Work to complete: Nothing but the data below, returned exactly, should appear in the answer.

Supplied information:
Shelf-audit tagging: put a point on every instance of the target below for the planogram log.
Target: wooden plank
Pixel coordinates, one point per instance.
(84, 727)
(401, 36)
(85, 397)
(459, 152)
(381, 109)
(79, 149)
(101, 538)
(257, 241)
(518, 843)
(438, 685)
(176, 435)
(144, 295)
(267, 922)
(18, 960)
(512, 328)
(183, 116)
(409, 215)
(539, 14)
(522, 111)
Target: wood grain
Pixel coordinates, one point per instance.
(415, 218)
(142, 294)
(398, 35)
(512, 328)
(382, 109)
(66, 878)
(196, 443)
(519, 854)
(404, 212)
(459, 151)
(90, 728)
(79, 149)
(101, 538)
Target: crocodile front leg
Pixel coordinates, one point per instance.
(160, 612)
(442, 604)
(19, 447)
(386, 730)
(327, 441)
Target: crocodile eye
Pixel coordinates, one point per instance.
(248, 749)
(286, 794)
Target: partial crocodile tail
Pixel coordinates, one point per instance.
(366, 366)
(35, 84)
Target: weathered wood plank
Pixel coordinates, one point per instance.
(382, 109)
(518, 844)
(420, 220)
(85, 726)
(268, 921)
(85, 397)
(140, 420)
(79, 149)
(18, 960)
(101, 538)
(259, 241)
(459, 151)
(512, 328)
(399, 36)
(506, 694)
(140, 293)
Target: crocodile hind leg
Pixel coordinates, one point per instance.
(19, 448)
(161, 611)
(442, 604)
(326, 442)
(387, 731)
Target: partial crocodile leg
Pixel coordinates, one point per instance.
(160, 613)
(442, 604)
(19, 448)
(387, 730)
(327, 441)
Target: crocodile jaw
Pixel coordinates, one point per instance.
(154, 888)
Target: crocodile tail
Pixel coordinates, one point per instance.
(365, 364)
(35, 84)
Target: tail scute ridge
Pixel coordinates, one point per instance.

Reply:
Shelf-audit tagging: put a point on every instance of the target below for the planogram log.
Target: wooden plank
Pixel coordinates, one point per instance.
(84, 727)
(401, 36)
(85, 397)
(459, 152)
(381, 109)
(79, 149)
(101, 538)
(257, 241)
(518, 843)
(438, 685)
(176, 435)
(144, 295)
(267, 922)
(18, 960)
(512, 328)
(183, 116)
(409, 215)
(539, 14)
(522, 111)
Target: wood grain
Pixel coordinates, one point per instance.
(415, 218)
(142, 294)
(398, 35)
(512, 328)
(382, 109)
(66, 878)
(196, 443)
(519, 854)
(404, 212)
(459, 151)
(90, 728)
(79, 149)
(101, 538)
Target: crocodile front leg
Pixel coordinates, one point per instance.
(160, 612)
(442, 604)
(19, 447)
(386, 730)
(327, 441)
Target: crocodile eye
Pixel coordinates, one point per instance.
(248, 749)
(286, 794)
Target: partial crocodile tail
Pixel coordinates, one point per instance.
(366, 366)
(35, 84)
Target: weathered wood plank
Pixel coordinates, one point per instance.
(382, 109)
(518, 844)
(420, 220)
(85, 726)
(268, 921)
(85, 397)
(140, 420)
(79, 149)
(18, 960)
(101, 538)
(259, 241)
(459, 151)
(512, 328)
(399, 36)
(506, 694)
(140, 293)
Target: crocodile hind leg
Pixel coordinates, one point per instance.
(19, 448)
(161, 611)
(442, 604)
(326, 442)
(387, 731)
Target: partial crocodile leg
Pixel coordinates, one point per instance.
(160, 613)
(442, 604)
(19, 448)
(387, 730)
(327, 441)
Target: crocodile jaw
Pixel coordinates, one point per instance.
(154, 888)
Target: crocodile tail
Pixel coordinates, one point per instance.
(365, 364)
(35, 84)
Target: tail scute ridge
Pixel coordinates, one point per instance.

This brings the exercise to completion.